#### What needs to be done
Render the records from the beginning through the line holding "[[871, 178, 1066, 438]]", inclusive, as a two-column CSV headed input and response. Give one row per record, with its text and its answer each in a single quoted field and line breaks replaced by spaces.

#### Listed records
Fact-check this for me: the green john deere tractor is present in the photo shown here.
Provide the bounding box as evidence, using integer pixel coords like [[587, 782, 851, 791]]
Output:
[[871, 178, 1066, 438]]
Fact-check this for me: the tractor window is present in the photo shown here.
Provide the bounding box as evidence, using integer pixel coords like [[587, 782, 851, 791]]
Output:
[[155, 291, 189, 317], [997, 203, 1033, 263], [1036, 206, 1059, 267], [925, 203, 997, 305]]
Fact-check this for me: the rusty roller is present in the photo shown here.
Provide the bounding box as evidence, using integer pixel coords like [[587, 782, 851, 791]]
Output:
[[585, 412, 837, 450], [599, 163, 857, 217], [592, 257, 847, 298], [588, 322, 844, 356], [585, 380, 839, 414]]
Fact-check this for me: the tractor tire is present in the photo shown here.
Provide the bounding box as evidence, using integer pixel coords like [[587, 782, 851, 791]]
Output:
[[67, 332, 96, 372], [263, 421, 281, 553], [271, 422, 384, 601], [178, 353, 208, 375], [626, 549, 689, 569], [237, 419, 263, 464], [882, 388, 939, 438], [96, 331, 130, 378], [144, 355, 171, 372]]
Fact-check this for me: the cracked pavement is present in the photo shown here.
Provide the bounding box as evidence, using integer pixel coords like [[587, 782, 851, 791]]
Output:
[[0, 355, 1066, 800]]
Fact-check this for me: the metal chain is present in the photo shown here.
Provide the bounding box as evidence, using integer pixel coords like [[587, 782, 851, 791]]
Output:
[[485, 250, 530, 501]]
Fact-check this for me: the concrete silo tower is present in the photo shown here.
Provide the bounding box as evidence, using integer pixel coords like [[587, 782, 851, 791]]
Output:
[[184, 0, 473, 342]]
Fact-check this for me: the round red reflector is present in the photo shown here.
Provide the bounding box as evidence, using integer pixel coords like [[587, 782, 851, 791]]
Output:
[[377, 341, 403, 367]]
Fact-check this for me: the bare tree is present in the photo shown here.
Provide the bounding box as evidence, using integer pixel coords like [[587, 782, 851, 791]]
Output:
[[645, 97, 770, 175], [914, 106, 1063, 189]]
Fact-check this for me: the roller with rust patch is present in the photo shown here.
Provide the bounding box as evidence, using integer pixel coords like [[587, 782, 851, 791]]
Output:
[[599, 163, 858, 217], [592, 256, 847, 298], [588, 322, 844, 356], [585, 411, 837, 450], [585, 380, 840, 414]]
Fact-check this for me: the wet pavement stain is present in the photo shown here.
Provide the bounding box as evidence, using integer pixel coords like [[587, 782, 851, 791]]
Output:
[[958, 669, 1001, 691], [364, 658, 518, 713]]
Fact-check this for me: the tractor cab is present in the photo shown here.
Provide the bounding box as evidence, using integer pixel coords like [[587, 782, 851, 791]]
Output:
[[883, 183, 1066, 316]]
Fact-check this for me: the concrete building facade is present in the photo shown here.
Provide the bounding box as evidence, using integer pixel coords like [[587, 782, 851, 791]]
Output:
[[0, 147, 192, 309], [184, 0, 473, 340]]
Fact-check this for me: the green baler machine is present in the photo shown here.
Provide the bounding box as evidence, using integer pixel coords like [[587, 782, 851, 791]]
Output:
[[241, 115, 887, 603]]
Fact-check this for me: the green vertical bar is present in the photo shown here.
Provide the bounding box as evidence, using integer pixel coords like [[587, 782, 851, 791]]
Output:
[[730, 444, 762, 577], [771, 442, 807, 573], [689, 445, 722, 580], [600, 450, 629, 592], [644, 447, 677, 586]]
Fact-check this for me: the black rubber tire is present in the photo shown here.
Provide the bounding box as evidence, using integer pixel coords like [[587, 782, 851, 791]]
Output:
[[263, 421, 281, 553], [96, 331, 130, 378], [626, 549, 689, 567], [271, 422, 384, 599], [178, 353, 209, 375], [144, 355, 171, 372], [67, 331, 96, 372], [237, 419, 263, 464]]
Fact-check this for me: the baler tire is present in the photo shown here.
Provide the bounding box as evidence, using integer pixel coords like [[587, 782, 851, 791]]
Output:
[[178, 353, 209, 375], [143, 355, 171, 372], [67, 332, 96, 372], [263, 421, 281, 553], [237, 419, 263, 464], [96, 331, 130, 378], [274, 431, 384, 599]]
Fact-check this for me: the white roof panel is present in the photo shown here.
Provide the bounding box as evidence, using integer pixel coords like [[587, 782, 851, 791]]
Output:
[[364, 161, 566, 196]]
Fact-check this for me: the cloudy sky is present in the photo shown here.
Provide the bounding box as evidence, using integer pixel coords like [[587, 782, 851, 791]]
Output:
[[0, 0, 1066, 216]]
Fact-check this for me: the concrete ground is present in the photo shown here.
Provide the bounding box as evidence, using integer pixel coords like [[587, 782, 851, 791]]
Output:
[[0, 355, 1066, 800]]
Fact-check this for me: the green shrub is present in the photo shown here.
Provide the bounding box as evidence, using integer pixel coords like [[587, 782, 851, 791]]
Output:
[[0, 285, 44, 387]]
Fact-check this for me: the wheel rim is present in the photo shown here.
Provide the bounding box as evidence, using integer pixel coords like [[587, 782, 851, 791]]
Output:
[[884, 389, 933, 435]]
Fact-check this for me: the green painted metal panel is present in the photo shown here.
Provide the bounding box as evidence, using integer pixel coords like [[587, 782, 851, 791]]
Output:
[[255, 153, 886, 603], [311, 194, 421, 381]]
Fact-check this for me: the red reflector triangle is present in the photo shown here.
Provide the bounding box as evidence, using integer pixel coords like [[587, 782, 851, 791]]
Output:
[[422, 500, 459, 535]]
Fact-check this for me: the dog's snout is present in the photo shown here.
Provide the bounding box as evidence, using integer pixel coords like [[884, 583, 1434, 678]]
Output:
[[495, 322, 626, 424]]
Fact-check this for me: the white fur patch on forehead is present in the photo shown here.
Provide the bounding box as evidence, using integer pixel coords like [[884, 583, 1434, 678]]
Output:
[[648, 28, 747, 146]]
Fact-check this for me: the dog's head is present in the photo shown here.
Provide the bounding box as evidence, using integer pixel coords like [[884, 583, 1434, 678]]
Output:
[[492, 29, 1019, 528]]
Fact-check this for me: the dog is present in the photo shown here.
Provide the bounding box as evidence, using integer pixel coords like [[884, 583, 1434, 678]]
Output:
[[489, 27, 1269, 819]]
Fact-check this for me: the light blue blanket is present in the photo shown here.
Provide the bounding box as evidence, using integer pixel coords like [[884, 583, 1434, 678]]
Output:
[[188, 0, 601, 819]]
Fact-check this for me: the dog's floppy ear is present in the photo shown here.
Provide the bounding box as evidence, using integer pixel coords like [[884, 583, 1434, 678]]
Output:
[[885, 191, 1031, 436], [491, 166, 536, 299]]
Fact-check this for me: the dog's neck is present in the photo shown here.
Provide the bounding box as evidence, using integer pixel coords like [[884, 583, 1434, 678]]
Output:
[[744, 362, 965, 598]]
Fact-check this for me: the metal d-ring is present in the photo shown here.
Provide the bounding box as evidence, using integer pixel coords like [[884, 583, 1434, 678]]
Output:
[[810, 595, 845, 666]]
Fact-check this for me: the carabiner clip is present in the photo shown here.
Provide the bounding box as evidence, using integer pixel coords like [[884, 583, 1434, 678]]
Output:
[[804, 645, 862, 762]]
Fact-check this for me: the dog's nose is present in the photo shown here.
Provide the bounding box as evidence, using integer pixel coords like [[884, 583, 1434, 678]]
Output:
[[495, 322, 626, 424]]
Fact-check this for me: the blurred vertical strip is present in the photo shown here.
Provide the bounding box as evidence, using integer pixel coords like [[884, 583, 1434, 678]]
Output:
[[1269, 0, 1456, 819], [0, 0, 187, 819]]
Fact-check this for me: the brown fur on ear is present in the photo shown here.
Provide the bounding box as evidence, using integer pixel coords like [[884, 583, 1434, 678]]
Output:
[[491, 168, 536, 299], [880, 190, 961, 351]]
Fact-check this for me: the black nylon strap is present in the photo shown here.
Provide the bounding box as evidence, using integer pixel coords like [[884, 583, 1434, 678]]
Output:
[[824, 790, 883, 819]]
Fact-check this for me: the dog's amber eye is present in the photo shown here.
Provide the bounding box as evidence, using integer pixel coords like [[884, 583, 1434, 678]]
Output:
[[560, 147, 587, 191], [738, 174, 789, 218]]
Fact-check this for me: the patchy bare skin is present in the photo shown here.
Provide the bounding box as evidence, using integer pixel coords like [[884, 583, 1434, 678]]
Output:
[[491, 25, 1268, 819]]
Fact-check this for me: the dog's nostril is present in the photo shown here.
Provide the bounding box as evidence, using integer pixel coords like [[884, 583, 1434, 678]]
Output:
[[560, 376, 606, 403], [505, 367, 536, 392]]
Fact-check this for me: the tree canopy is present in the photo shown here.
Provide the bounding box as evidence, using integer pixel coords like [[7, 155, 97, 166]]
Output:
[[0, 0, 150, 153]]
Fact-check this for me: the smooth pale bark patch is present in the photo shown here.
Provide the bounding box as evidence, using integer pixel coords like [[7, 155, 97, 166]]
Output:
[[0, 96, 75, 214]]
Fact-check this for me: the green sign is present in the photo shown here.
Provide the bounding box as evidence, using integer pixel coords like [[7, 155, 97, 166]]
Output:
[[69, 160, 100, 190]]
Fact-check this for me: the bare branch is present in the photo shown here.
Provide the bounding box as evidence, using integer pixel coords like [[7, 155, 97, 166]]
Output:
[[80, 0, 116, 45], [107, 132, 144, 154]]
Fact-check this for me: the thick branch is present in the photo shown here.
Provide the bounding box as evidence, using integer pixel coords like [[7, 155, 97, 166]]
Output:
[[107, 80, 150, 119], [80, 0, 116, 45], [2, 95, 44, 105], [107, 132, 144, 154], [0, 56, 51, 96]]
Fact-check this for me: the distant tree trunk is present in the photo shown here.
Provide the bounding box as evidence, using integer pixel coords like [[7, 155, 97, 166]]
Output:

#### Task solution
input,response
"Fact-check this for me: the green john deere tractor is present in the photo shown here. Provide the bounding box as evidence, using integer pixel coords like [[587, 782, 851, 791]] Output:","[[871, 178, 1066, 438]]"